Exercise>
Write out, exactly and in full, the records given below, but not their pictures.

Material shown>
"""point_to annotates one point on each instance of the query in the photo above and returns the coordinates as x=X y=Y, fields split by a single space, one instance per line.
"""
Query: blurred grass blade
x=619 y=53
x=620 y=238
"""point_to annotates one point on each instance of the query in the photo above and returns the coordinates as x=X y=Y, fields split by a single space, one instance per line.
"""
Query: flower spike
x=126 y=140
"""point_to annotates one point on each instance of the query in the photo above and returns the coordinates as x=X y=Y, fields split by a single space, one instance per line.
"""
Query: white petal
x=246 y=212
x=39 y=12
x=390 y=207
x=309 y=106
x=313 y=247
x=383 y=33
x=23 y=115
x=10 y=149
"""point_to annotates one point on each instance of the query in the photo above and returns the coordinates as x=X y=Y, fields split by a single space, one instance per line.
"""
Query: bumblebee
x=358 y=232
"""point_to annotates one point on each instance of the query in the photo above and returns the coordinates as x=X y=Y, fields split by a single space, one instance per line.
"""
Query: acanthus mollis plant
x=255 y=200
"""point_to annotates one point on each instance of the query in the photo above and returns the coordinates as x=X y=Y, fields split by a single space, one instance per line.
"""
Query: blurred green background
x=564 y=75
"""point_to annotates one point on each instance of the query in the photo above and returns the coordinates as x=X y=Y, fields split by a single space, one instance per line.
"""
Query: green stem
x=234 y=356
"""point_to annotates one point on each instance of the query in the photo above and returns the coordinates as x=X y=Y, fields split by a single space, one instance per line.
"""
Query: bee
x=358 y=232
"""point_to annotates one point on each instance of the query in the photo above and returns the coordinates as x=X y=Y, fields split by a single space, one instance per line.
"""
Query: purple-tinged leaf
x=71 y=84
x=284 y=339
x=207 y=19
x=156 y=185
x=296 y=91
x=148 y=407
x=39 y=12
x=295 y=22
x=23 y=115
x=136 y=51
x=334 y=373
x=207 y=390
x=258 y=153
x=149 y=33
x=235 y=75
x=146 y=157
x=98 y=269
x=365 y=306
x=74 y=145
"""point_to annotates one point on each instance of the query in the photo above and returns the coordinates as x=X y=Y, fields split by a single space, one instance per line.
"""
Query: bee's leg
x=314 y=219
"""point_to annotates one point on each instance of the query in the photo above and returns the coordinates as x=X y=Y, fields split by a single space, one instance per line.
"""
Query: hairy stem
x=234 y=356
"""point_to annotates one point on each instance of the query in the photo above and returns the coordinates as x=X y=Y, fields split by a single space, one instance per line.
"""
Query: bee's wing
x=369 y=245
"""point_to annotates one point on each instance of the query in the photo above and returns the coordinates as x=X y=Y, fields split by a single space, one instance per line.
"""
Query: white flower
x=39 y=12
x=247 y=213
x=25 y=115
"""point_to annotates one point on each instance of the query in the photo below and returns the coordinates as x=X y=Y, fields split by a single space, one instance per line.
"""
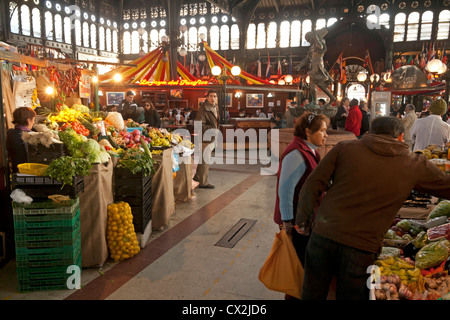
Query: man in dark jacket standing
x=208 y=114
x=348 y=230
x=353 y=122
x=129 y=108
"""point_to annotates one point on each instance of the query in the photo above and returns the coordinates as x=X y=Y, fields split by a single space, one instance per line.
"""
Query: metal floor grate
x=235 y=234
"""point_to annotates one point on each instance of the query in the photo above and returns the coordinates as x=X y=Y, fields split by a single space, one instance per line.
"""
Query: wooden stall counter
x=257 y=124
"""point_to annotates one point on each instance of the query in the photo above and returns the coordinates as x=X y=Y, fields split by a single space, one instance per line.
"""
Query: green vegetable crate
x=42 y=186
x=48 y=241
x=136 y=190
x=42 y=154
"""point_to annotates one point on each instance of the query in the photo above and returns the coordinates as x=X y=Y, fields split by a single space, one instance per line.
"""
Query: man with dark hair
x=432 y=129
x=208 y=114
x=347 y=232
x=129 y=108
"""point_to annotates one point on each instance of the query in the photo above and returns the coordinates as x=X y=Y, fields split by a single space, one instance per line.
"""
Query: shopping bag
x=282 y=271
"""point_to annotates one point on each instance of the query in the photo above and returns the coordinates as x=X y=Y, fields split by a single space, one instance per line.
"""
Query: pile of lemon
x=66 y=115
x=120 y=234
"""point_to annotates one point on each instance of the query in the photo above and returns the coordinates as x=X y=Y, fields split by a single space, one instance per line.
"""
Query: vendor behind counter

Solution for this exercise>
"""point_to annotates one point on each instance of the query in the photo above and returns the coordinates as x=X y=Y, fields split by a single space, one instance per line.
"""
Query: blurred grass blade
x=619 y=53
x=620 y=238
"""point_to annotates one point on each instance of the query in the photo above and returns the coordinates as x=X y=Y, fields split by a single space, one instance per line.
"""
Query: flower spike
x=126 y=140
"""point_to annotates one point on each instance of the query in the photo above and returns the coordinates as x=X y=Y, fields split by a single space, one instance per line.
"""
Query: white petal
x=246 y=212
x=39 y=12
x=390 y=207
x=309 y=106
x=313 y=247
x=383 y=33
x=23 y=115
x=10 y=149
"""point_to annotates one point on each instance of the query in the photo above and returns the coordinates as x=X y=Y, fields split by a single space, one instance per line.
"""
Query: bumblebee
x=358 y=232
"""point_to annotates one point on each instance of the query in the photo above and returns the coordinates as x=X y=Y, fields split by a single space, one instance per line.
"""
Query: acanthus mollis plant
x=255 y=200
"""point_to annotates one point on each instance of the query in the photo above and returns the coordinates as x=X y=Y, fields split by a single space, one instance per line.
"""
Query: blurred green background
x=564 y=75
"""point_to annotates one point on each instance of the query in the photo above and returns the coordinates as x=X y=Y, fields split by a single space, one instance per line.
"""
Query: green stem
x=234 y=356
"""point_to annotates one point on each instance of the query in the photo above and returns the coordinates as x=X y=Y, fields split by a single space, one instance per line.
"""
Query: bee
x=358 y=232
"""point_to annotates one point on each instance of the query in the photo above and returns the coordinates as x=X y=Y, fields split by a single space, one instance per line.
"""
Query: purple-tinged leaf
x=71 y=84
x=284 y=339
x=207 y=19
x=156 y=185
x=296 y=91
x=148 y=407
x=39 y=12
x=295 y=22
x=23 y=115
x=136 y=51
x=334 y=373
x=207 y=390
x=258 y=153
x=149 y=33
x=235 y=75
x=146 y=157
x=98 y=269
x=365 y=306
x=74 y=145
"""point_to annotates one point on each instance of the query in the photo above and returns the coordinates as x=X y=Y, fields split by a single space, one instance per line.
"""
Query: bee's leg
x=314 y=219
"""point_to annotates one point on each instance of the query in the photo above and returns the coordinates as x=X y=Y, fields split by a single space, one instance per line.
"""
Query: hairy stem
x=234 y=356
"""point_to annotates one point on each instance of the query in the photo above and returns the coordinates as x=X y=Y, fields split by a single space, one instance per line.
"""
Query: bee's wing
x=369 y=245
"""point_to annotates one point on each instance of the query in the photo above and returns the coordinates as x=X y=Y, fields split by a single space, one instance per line.
"""
Query: white flower
x=39 y=12
x=247 y=213
x=25 y=115
"""point_to annotates one point on each instance of the query in the photo below and returns the coordinates as x=X y=Y, fields split by a single space, one instance per line.
"""
Query: man in dark jacket standing
x=208 y=114
x=348 y=230
x=353 y=122
x=129 y=108
"""point_to annotates one point on each instance of the query in the photo above and returns the coordinates as x=X y=Y, fields split by a single space, one instance per line.
"""
Query: metal floor grate
x=235 y=234
"""point_to annotates one point on each instance of the query in the photo above and returns the coordinates as x=X y=Y, fields split by a single space, one instance per line.
"""
Query: wooden stall counter
x=257 y=124
"""point_to annotates one point on each instance of the query in the photo above and returns the coordinates as x=X y=Y, fields split by a single space, one instance per line.
"""
Query: green vegetable crate
x=42 y=186
x=48 y=241
x=136 y=190
x=42 y=154
"""point_to annotates one point on each instance of the query in the photo above and returns the coordinates as x=X y=Y, fields split by a single space, one instance per line.
"""
Query: man with dark hair
x=432 y=129
x=208 y=114
x=347 y=232
x=129 y=108
"""point_to annotates one point on each instance of the query in the photo above and returns the coordinates as x=X y=Y, fields split by a single space, one instance per line.
"""
Query: shopping bag
x=282 y=271
"""point_to annotates one point on each instance of the query in the photo above and returns the coordinates as x=X y=Y, fields split by a single space, one instance per line.
"""
Query: pile of lemon
x=66 y=115
x=120 y=234
"""point_to annotates one point on each instance of the query in the photo above and returns the coordinates as x=X y=Y, fields split by a single space, one instance per line.
"""
Query: vendor behind counter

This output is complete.